From the line containing "Please tag the metal" down to the last line of the material, return those lines verbatim and only those.

- - -

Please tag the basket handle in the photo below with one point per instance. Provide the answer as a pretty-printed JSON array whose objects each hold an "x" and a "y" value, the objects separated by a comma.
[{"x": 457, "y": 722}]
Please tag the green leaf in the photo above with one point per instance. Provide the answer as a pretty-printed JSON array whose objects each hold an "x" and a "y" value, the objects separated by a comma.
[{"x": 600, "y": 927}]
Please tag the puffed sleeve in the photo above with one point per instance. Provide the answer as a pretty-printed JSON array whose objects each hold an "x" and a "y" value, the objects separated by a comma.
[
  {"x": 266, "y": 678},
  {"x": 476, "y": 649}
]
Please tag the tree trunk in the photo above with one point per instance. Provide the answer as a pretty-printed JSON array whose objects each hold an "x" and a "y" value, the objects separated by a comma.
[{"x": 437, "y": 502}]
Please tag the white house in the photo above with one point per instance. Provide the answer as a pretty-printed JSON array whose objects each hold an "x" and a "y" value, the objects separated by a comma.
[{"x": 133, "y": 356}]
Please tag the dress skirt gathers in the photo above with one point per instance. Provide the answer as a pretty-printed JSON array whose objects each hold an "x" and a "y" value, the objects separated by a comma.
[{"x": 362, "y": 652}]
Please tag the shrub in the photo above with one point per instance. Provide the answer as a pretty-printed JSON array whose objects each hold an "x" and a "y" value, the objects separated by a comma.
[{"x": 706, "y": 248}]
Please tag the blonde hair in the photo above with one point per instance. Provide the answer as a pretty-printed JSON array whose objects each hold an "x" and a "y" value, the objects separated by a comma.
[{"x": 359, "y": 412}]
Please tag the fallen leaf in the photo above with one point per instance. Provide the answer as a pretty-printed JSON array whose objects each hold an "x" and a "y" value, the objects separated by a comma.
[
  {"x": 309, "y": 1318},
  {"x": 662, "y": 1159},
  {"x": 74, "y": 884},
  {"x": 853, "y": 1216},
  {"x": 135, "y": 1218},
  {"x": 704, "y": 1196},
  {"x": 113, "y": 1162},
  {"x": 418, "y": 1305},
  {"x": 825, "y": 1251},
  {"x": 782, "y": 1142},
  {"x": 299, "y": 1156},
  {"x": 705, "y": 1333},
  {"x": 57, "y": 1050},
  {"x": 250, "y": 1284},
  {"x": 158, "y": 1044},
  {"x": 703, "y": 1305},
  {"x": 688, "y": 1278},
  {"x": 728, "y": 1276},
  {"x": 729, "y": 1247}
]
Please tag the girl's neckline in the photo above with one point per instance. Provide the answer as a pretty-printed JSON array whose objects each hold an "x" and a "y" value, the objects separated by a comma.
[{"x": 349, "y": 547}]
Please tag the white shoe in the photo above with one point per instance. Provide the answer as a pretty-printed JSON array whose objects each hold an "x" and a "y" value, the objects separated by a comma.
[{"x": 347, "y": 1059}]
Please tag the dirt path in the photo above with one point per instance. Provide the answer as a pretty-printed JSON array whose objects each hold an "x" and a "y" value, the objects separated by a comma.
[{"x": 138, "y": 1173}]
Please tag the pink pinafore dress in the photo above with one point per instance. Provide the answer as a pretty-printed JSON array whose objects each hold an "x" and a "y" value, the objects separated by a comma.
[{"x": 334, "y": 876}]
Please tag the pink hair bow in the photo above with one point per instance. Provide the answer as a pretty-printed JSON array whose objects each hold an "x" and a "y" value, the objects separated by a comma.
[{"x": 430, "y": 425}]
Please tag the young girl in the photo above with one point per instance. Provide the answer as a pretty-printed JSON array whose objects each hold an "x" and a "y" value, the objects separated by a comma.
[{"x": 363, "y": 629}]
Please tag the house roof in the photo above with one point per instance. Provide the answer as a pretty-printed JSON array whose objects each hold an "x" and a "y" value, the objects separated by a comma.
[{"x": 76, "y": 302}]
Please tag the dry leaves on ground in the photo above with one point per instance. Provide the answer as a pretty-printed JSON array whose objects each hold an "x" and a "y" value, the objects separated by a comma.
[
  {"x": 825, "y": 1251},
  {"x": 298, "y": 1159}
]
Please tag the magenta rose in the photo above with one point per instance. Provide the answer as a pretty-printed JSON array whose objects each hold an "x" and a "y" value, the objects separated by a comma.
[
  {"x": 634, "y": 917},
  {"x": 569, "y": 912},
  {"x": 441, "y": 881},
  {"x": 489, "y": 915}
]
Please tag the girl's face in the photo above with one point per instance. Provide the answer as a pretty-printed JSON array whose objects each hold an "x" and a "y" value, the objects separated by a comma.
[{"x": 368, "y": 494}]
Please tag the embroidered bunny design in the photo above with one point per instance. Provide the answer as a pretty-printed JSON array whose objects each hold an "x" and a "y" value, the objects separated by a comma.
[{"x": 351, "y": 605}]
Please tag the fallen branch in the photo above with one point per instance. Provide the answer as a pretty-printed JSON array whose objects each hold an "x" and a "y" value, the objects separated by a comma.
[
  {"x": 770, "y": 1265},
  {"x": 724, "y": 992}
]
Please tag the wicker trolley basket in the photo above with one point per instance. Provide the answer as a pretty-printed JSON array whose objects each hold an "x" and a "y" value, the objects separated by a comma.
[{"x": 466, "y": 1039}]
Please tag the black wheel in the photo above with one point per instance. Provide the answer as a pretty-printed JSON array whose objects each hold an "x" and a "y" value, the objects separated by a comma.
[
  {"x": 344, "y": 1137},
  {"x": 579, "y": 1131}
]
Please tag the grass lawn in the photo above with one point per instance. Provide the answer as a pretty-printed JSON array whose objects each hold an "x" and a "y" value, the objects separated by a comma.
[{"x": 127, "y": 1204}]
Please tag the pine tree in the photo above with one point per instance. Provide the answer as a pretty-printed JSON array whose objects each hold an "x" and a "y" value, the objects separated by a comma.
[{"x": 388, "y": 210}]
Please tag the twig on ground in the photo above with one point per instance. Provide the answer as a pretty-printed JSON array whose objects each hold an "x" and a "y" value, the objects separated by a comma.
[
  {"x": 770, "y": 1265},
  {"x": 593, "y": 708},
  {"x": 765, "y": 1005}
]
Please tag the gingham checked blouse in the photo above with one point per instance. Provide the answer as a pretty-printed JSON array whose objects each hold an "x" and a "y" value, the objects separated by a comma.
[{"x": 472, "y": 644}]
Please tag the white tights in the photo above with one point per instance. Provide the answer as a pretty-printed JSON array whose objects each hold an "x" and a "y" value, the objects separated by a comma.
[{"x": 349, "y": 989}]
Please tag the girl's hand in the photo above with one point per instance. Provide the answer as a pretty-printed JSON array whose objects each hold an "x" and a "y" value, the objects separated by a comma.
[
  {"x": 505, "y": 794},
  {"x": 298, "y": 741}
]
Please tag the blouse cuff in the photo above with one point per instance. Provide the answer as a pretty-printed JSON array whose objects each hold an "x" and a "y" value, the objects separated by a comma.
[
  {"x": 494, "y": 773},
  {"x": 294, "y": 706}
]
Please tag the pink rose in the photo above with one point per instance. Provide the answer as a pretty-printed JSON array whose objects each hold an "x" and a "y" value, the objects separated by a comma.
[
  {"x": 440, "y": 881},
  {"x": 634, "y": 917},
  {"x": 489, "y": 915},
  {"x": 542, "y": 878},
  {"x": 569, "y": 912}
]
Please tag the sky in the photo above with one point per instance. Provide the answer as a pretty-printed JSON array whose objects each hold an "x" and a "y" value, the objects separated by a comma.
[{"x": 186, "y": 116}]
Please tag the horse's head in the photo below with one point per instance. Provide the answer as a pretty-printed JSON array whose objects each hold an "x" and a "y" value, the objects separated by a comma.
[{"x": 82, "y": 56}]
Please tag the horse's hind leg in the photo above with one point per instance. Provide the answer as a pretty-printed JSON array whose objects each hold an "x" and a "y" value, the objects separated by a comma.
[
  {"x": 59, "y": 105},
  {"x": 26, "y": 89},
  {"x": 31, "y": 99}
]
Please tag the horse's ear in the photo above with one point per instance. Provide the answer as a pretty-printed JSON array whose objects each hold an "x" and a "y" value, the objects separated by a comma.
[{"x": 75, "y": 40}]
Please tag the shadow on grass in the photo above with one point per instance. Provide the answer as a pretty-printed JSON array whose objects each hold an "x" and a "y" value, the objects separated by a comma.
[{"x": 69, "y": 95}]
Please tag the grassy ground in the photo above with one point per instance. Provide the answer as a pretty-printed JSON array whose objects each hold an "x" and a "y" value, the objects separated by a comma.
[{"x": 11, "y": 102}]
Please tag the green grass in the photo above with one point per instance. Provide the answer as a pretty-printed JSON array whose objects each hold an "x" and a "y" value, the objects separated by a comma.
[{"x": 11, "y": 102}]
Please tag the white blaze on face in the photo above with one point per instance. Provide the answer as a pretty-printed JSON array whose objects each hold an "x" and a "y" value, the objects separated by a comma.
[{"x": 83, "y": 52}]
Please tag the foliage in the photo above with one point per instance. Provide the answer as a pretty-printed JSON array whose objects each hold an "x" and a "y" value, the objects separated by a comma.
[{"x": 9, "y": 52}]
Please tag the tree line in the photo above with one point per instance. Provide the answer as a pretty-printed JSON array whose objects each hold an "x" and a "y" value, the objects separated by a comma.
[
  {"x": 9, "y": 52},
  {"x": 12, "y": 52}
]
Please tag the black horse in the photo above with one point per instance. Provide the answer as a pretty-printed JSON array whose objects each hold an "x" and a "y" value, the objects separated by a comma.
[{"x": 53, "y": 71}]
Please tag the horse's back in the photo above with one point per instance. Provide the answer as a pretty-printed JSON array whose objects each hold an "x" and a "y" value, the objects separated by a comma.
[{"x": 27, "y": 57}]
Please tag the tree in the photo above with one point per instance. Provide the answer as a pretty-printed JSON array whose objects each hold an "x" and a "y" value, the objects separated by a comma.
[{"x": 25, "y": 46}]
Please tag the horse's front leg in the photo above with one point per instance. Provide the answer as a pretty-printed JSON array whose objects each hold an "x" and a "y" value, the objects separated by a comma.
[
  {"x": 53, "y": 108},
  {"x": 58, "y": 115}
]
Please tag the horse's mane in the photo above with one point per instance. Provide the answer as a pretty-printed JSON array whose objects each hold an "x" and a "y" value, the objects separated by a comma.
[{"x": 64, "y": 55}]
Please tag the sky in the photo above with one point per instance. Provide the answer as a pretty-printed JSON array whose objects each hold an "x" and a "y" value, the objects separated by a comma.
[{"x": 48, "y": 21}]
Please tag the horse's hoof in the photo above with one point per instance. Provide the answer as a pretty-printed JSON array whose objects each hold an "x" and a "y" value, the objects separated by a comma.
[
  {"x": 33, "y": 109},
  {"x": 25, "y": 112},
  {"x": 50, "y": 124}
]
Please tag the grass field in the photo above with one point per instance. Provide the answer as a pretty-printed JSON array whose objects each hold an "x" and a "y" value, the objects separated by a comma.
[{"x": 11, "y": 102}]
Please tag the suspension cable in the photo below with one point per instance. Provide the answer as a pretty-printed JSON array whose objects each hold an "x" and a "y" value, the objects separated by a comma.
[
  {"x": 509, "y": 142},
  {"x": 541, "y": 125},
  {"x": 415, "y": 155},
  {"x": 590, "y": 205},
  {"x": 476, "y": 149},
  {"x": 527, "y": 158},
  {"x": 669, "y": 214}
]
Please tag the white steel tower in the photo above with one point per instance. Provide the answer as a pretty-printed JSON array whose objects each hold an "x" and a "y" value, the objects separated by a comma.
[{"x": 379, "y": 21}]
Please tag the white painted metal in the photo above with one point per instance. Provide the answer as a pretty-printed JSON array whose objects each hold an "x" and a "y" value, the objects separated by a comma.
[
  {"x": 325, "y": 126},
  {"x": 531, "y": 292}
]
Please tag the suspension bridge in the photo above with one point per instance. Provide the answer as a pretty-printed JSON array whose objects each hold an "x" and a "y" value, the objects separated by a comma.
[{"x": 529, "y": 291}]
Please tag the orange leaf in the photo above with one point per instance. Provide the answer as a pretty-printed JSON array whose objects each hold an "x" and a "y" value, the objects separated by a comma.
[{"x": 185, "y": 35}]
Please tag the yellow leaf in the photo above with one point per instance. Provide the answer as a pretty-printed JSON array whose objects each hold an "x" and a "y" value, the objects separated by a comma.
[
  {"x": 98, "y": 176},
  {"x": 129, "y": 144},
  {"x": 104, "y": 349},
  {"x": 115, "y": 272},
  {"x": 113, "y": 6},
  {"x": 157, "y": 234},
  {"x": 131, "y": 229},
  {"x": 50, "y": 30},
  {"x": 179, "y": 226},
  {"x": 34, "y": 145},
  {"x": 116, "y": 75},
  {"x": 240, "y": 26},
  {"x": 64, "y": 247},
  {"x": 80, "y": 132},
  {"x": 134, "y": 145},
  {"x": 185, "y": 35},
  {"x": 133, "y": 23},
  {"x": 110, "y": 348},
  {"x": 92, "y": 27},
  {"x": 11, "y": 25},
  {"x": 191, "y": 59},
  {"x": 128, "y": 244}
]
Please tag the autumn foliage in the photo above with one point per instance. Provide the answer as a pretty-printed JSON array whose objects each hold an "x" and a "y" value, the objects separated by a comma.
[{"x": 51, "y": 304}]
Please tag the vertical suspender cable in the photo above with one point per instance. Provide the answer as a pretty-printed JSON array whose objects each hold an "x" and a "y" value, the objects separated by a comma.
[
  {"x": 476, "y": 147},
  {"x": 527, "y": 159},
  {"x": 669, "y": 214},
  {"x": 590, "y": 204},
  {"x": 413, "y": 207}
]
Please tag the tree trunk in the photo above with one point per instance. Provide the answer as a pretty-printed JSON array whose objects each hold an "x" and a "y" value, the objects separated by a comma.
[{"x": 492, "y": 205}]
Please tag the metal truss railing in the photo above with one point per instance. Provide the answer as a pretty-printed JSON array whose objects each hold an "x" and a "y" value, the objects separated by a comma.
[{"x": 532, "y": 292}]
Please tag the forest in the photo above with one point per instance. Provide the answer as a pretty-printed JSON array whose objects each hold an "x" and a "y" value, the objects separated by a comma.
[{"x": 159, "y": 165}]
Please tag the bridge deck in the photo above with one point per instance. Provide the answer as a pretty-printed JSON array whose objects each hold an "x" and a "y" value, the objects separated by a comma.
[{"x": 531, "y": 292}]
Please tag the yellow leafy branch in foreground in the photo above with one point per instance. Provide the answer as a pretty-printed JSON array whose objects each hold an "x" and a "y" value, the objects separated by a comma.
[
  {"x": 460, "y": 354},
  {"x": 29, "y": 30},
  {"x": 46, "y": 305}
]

- - -

● The solution:
Please tag the metal truss railing in the photo above with one point per instance. Provide the answer as a pretty-printed JSON array whose objects each hold an "x" and a "y" value, the objects separated by a comma.
[{"x": 532, "y": 292}]
Please tag the forest in the photo above with one point per instance. Provide the answer as a pretty-printed JSON array whose objects each hold an "x" and a "y" value, the objects separated by a comma.
[{"x": 159, "y": 165}]
Please tag the bridge deck in the photo above with one point per instance. Provide the answer as a pretty-printed JSON array whose objects each hold an "x" and a "y" value, the objects separated by a comma.
[{"x": 531, "y": 292}]
Please tag the yellow leafy branch in foreground in the photo above with one point per instance. Provide the answer as a pretty-printed JSON array whose objects each hold an "x" and a "y" value, the objects separated by a comma.
[
  {"x": 460, "y": 354},
  {"x": 29, "y": 30},
  {"x": 46, "y": 305}
]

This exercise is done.